▶ **INFORMATION PROVIDED**:
----
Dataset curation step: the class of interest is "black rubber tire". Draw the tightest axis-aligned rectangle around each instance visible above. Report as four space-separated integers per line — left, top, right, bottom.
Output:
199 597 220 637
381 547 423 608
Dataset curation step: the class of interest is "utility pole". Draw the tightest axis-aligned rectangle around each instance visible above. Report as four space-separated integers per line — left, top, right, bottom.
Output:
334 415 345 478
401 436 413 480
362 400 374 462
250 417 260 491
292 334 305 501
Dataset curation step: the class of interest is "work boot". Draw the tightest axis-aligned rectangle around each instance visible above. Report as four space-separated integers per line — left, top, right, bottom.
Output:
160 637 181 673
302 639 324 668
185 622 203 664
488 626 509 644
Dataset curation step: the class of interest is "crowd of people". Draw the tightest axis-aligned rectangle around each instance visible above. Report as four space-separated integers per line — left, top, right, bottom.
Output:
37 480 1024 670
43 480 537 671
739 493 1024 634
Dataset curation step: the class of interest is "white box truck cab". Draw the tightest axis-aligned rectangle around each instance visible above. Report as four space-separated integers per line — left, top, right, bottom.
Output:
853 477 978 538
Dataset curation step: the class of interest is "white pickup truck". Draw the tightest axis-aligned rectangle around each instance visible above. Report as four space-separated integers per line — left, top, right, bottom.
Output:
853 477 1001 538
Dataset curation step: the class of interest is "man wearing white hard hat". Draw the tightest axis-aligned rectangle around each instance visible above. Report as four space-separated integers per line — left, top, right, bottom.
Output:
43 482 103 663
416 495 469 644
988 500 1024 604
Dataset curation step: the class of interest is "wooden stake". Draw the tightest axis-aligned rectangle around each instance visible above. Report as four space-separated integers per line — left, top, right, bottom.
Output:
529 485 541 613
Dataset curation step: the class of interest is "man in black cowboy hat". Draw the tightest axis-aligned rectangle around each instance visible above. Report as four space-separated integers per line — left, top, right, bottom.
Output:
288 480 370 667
----
Can you copy out, word for word, the stretch of the items above from the line containing "wearing white hard" through the line containing "43 482 103 663", including both of those lines?

Dataset curation step: the class of interest is "man wearing white hard hat". Draw the tightest axis-aligned rectangle around each instance visible above. Report as four space-separated integers per line — left, top, right, bottom.
Output:
43 482 103 663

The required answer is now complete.